Would you restate each line of the data below word for word, without its pictures?

(Image-backed grounding data)

- - -

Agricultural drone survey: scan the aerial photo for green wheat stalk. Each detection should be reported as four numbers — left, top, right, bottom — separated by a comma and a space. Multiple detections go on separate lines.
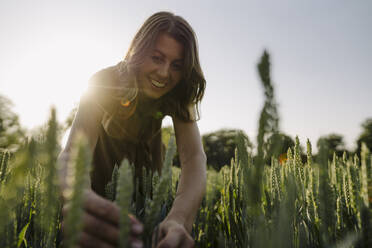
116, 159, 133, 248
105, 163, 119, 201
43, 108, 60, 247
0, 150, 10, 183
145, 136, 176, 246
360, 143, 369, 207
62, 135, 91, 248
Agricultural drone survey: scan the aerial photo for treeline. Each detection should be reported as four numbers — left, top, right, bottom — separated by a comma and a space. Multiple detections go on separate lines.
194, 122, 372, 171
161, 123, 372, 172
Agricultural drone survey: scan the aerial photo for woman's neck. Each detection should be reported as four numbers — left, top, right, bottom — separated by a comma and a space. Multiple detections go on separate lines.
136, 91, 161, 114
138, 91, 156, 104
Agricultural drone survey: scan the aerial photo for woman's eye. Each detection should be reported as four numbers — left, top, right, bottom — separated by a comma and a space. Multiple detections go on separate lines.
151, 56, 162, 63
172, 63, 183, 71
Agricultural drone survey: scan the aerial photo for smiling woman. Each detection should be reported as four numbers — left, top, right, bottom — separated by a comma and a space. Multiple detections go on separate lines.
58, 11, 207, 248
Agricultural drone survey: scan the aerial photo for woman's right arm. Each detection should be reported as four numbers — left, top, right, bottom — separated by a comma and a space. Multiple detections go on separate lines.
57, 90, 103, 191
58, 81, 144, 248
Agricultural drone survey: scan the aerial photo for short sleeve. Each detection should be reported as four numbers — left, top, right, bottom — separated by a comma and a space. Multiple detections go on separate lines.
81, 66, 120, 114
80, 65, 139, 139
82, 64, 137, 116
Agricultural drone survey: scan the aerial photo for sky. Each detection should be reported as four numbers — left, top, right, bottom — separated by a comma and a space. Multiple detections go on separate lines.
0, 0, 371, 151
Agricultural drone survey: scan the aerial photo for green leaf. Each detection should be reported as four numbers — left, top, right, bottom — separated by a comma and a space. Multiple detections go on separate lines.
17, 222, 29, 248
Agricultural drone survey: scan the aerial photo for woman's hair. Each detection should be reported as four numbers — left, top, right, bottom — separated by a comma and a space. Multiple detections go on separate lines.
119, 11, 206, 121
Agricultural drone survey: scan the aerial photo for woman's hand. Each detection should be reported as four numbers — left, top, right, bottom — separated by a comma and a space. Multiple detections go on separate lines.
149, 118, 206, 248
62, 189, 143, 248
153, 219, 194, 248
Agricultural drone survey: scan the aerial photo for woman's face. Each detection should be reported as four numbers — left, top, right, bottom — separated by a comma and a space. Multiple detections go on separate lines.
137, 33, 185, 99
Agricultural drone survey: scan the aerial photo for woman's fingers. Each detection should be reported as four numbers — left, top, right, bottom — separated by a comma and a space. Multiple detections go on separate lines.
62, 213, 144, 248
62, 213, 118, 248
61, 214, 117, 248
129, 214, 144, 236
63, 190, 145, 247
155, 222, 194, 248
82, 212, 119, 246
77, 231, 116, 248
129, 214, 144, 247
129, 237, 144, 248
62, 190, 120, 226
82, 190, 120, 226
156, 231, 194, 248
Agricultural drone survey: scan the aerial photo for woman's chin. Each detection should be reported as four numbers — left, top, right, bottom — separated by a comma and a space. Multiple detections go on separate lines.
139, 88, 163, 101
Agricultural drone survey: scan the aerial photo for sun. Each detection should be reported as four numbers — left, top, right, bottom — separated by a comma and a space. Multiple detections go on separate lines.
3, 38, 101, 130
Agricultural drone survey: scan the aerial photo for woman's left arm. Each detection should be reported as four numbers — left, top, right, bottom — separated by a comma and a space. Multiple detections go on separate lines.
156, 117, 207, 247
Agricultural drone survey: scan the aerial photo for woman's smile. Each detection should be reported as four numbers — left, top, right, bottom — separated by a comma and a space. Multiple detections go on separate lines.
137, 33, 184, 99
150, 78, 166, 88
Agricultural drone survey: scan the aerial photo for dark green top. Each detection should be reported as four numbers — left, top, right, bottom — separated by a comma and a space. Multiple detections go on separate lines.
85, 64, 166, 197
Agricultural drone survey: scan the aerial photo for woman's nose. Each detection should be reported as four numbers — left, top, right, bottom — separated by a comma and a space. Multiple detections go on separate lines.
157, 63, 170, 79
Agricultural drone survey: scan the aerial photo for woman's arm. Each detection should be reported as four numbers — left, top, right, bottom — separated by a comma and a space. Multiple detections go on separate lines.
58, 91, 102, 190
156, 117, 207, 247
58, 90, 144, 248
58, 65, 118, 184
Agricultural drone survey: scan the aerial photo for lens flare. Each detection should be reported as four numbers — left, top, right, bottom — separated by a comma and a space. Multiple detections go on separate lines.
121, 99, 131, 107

- - -

- Answer box
Agricultural drone survey: scan the aerial photo for green wheat stalk. Each detection should be reported as four numbers — left, top, right, bottom — separated by a comma and a space. Multiple detections go on separate lines.
116, 159, 133, 248
105, 163, 119, 201
43, 108, 60, 247
0, 150, 10, 183
145, 136, 176, 246
360, 143, 369, 207
62, 135, 91, 248
Agricultural drone survey: scan the aerial photo for treeline. Each detection should be reported as four numbers — left, top, right, bottom — separated by a comma and a space. Multiple detections go on separate lines.
194, 122, 372, 171
161, 123, 372, 172
Agricultural drone survey: scan the aerial photo for woman's neck. Each detection should be reported as four numbers — left, top, right, bottom — separated by a comma and a space. Multiple detections go on separate lines.
136, 91, 161, 114
138, 91, 156, 104
Agricultural drone survey: scan the aerial photo for woman's eye. Each detection should be reported as four numbers — left, top, right, bottom — separated by a comma and a space. Multiple detections go on separate lines.
151, 56, 162, 63
172, 63, 183, 71
Agricultural drone survey: scan the aerial photo for smiling woman. Each detection should be reported as four numbers — left, top, right, bottom — separated by a comma and a space. Multiple detections go on separate lines.
58, 11, 207, 248
Agricultural drone survey: scan the aerial photo for woman's right arm. Each detection should be reported as four numbers — left, top, right, bottom — separated by a comma and a space. Multiple detections go on separate lines.
57, 90, 103, 191
58, 81, 144, 248
Agricultural drone survey: scan the aerial photo for short sleeve. Each detection should be reported as four numbers — left, top, right, bottom — separated by a comma and a space. Multiple detections go on separate lines.
81, 66, 120, 114
80, 65, 139, 139
82, 64, 137, 116
Agricultural drone survey: scan the aerial photo for sky. Each detection should be reported as four numbers — left, top, right, bottom — separated by a comma and a space. Multiple detections go on separate lines.
0, 0, 371, 151
Agricultural drone survey: scan the aerial photo for green leaf. Each detection should be reported as four numbers — left, top, right, bottom — separated by a comma and a space. Multiple detections go on separate lines.
17, 222, 29, 248
Agricultural drone survey: scan the aerial photo for woman's hair. Each detection should be reported as four numbers — left, top, right, bottom — separated by a comma and a space. Multiple detections go on separate lines.
119, 11, 206, 121
Agricultural drone survey: scan the aerial photo for woman's hand. Each detection should be reported as four numbers — left, top, right, bottom — separated by a comma and a space. Multiple detections go on separate lines.
149, 118, 206, 248
62, 189, 143, 248
153, 219, 194, 248
Agricultural drone survey: scan the aerial photo for woman's face. Each detection should be reported as four numbers — left, top, right, bottom — separated by a comma and a space. Multiple detections go on separate lines.
137, 33, 185, 99
Agricultural drone survey: scan the aerial photo for woman's fingers. Each detection should be reported as four numbers — left, top, right, bottom — separated by a comma and a space. Multiple detections go on separate lines.
62, 213, 144, 248
62, 213, 118, 248
61, 214, 117, 248
129, 214, 144, 236
63, 190, 145, 247
155, 222, 194, 248
82, 212, 119, 246
77, 231, 116, 248
129, 214, 144, 247
129, 237, 144, 248
62, 190, 120, 226
82, 190, 120, 226
156, 231, 194, 248
Agricultural drone survey: scan the aerial photo for woman's chin. Each detection should be reported as four numbers — left, top, right, bottom — separated by a comma and a space. Multiple detections go on separate lines.
139, 88, 163, 101
Agricultural drone survey: scan the aerial photo for sun. Each detection should be reported as four numbers — left, top, right, bottom — separated by a comma and a space. Multiple detections go on separate lines.
3, 38, 101, 130
Agricultural drone survey: scan the aerial photo for woman's left arm. Each detection should be reported as four numbers — left, top, right, bottom — separated by a comma and a space. Multiple detections go on separate lines.
156, 117, 207, 247
Agricultural drone survey: scan the aerial photo for woman's smile. Each detection should be reported as four numbers — left, top, right, bottom — separated by a comma and a space. Multiple detections go on separate lines.
137, 33, 184, 99
150, 78, 166, 88
Agricultural drone survey: scan the aerial photo for dark green top. Each detection should be reported as four numbers — left, top, right, bottom — separated by a comma and a space. Multiple detections go on separate lines.
85, 64, 166, 197
Agricultural drone survey: scan the aerial photo for woman's nose. Each detection should be reported as four numbers — left, top, right, bottom — separated by a comma and a space. Multiple detections go on separate lines.
157, 63, 170, 79
Agricultural drone survey: scan the aerial photo for woman's arm. Each detection should be reported as four numbers — left, top, right, bottom — separated by a comma and a space. Multiple detections go on separate lines.
58, 91, 102, 190
156, 117, 207, 247
58, 90, 144, 248
58, 65, 118, 184
Agricultural drone survey: scan the aerial photo for lens flare. Each detection should be reported as four numbers — left, top, right, bottom — separated by a comma and a space. Multiple detections go on separate lines.
121, 99, 131, 107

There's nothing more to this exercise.